Input material ->
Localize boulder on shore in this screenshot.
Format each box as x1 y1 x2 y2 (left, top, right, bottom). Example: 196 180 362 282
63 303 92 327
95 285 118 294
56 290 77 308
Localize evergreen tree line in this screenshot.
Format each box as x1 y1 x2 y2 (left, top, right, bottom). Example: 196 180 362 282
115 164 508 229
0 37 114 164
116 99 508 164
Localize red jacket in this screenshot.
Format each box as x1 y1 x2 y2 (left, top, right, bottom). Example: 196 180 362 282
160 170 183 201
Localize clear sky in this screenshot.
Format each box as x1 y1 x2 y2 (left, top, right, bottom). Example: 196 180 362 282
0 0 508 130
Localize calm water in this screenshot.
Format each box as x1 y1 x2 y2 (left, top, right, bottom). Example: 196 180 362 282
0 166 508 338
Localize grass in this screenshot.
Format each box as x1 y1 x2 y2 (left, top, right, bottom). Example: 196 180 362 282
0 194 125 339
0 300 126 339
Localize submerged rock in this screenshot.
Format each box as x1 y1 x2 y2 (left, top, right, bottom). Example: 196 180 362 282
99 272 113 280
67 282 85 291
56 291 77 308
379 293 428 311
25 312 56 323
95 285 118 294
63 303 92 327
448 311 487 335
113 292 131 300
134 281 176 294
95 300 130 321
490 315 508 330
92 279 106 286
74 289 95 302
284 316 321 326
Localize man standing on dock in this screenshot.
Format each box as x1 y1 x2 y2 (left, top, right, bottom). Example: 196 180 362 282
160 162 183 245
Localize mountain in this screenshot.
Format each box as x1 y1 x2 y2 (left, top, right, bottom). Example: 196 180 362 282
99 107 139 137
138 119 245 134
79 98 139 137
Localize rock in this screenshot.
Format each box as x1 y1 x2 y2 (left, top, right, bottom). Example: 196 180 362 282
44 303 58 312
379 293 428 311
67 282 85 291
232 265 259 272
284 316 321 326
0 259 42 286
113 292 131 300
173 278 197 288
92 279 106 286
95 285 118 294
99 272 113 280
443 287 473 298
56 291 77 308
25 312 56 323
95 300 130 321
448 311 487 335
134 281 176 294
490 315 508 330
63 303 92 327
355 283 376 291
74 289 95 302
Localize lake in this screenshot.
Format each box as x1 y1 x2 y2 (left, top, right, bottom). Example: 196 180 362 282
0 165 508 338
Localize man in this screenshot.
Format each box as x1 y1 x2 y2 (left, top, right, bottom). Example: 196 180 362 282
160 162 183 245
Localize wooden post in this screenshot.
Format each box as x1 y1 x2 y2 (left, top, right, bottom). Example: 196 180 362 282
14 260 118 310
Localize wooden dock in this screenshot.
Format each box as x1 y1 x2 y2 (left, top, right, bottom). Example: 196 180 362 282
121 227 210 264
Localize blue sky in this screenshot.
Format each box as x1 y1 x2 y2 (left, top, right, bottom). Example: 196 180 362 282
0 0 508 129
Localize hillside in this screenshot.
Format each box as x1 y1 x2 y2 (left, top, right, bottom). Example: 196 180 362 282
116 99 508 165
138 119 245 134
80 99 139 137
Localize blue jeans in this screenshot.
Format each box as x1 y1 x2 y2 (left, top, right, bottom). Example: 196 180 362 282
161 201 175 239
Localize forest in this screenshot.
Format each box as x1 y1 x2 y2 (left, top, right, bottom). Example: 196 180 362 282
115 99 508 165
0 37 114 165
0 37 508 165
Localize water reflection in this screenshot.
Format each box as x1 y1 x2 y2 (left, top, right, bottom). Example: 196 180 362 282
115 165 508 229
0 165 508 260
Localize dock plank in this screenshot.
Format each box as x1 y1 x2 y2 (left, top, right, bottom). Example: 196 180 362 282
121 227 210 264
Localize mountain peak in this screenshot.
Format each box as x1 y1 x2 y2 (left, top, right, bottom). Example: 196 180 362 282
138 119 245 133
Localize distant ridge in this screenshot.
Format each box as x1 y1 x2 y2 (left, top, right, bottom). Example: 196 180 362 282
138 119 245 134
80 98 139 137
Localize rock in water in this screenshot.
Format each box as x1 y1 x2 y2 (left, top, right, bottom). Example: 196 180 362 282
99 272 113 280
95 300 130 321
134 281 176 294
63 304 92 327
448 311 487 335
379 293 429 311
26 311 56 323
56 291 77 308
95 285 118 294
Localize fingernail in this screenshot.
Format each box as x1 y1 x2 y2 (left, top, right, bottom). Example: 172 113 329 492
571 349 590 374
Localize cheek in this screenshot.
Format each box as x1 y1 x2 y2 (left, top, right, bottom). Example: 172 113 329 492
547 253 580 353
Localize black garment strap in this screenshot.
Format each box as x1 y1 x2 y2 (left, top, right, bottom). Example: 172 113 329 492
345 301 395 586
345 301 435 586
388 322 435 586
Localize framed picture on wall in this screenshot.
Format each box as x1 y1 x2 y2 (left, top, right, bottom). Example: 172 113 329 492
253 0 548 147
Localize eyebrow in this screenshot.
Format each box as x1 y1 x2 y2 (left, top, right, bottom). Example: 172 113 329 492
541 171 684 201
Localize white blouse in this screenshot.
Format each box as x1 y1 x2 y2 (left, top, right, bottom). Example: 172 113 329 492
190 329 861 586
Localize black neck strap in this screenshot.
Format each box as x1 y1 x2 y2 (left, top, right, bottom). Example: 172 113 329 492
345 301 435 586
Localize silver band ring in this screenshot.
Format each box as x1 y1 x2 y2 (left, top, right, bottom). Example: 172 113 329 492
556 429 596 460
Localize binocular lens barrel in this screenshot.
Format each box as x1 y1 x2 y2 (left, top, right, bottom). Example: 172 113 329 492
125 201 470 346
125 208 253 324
* * *
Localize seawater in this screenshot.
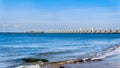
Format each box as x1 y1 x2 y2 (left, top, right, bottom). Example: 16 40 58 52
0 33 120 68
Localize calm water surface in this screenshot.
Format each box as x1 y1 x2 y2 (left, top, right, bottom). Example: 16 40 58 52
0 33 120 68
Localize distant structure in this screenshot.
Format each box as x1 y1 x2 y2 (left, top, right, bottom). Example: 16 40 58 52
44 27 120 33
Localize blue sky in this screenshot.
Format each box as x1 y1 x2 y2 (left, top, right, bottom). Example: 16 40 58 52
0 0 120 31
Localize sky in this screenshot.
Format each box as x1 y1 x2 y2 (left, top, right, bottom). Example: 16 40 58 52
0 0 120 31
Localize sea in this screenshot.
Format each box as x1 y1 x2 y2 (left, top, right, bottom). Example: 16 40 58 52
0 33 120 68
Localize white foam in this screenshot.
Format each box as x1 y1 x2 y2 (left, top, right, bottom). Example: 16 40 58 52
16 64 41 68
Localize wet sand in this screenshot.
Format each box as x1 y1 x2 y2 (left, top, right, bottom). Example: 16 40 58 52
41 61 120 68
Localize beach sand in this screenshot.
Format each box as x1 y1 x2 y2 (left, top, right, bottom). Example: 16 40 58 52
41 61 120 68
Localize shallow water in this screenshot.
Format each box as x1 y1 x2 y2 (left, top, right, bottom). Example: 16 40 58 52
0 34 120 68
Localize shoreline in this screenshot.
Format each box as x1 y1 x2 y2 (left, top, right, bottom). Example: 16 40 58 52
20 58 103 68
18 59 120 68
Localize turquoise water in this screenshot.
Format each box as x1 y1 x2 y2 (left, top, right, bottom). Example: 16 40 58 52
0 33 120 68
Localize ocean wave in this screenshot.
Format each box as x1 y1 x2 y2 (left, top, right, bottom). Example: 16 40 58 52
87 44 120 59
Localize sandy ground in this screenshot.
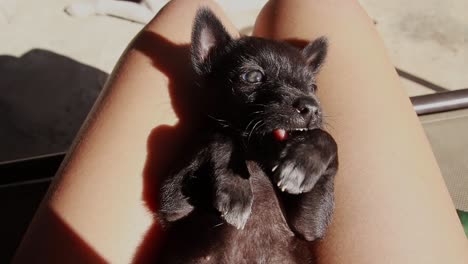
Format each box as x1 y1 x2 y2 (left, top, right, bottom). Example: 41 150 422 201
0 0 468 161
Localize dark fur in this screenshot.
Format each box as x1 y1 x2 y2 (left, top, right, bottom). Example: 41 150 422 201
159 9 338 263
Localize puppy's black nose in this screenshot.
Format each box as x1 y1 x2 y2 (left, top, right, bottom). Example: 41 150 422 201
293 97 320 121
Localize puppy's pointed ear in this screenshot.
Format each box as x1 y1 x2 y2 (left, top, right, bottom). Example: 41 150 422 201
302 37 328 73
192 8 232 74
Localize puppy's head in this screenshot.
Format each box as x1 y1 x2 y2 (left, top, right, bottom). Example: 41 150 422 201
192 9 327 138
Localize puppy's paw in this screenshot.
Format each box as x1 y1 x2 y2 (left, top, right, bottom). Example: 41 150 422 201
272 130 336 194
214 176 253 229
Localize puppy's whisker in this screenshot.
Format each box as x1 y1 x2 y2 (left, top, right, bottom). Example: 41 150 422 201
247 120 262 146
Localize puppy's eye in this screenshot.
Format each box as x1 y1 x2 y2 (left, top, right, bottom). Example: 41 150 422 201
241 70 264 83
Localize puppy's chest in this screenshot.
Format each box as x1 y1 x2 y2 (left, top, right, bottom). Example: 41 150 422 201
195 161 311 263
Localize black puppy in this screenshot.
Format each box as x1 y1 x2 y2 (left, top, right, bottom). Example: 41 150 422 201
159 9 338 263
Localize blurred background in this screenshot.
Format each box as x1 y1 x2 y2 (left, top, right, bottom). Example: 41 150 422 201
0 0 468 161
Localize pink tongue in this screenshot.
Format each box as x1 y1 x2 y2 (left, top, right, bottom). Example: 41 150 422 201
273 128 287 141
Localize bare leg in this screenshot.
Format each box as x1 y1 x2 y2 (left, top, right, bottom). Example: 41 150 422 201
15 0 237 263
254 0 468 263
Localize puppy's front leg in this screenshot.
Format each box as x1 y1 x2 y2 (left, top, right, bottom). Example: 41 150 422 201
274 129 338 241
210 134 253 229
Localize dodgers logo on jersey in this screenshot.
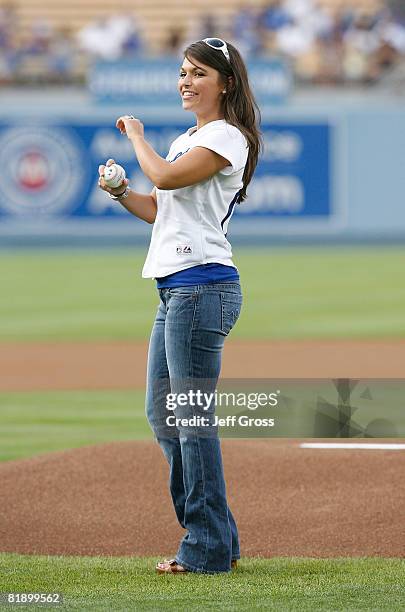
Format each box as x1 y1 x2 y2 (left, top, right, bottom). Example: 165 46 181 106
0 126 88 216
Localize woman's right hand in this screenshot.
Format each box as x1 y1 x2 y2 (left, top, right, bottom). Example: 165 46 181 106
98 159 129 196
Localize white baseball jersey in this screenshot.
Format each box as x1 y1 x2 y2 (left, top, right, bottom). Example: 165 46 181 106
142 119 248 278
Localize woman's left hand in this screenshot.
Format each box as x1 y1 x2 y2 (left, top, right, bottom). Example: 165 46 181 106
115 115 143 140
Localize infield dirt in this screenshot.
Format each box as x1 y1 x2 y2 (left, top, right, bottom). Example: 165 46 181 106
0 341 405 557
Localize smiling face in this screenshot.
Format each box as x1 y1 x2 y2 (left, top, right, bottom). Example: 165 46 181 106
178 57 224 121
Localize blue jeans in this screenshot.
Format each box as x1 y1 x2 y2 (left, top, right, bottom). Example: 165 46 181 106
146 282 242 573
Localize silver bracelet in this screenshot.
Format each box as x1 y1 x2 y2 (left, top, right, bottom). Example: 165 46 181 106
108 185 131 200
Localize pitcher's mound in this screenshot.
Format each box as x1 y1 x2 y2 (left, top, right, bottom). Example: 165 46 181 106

The request ->
Turn the lines from the one containing "Localize wooden post in this screenshot." through the one containing "80 98 139 137", both included, into a Markdown table with columns No. and Text. Put the row number under No. and the line under Text, and leave out blank lines.

Answer in full ->
| No. | Text |
|---|---|
| 1 | Localize wooden post in this screenshot. |
| 2 | Format each box as x1 y1 x2 y2 (left, top, right, bottom). Example: 196 180 362 282 |
| 3 | 14 260 118 310 |
| 4 | Localize wooden dock in this screenshot. |
| 5 | Format each box as x1 y1 x2 y2 (left, top, right, bottom). Example: 196 180 362 282 |
| 6 | 121 227 210 264 |
| 7 | Localize blue sky in this screenshot. |
| 8 | Format each box as x1 y1 x2 y2 (left, top, right, bottom). Example: 196 180 362 282 |
| 9 | 0 0 508 129 |
| 10 | Localize hillside in this screenshot. |
| 11 | Format each box as x1 y1 x2 y2 (left, top, right, bottom). Example: 196 180 362 282 |
| 12 | 116 99 508 165 |
| 13 | 138 119 245 134 |
| 14 | 80 99 139 137 |
| 15 | Localize blue jeans in this screenshot. |
| 16 | Format each box as x1 y1 x2 y2 (left, top, right, bottom). Example: 196 180 362 282 |
| 17 | 161 201 175 239 |
| 18 | Localize forest in this screenshot. |
| 19 | Format each box as x1 y1 x2 y2 (left, top, right, bottom). Example: 196 180 362 282 |
| 20 | 115 99 508 165 |
| 21 | 0 37 114 165 |
| 22 | 0 37 508 165 |
| 23 | Localize water reflection in this screenshot. |
| 24 | Format each box as x1 y1 x2 y2 (left, top, right, bottom). Example: 196 180 362 282 |
| 25 | 115 165 508 229 |
| 26 | 0 165 508 260 |
| 27 | Localize dock plank in this screenshot. |
| 28 | Format each box as x1 y1 x2 y2 (left, top, right, bottom). Example: 196 180 362 282 |
| 29 | 121 227 210 264 |
| 30 | Localize mountain peak in this screenshot. |
| 31 | Format each box as x1 y1 x2 y2 (left, top, right, bottom). Example: 196 180 362 282 |
| 32 | 138 119 245 133 |
| 33 | Localize distant ridge in this screenshot. |
| 34 | Format each box as x1 y1 x2 y2 (left, top, right, bottom). Example: 196 180 362 282 |
| 35 | 138 119 245 134 |
| 36 | 80 98 139 137 |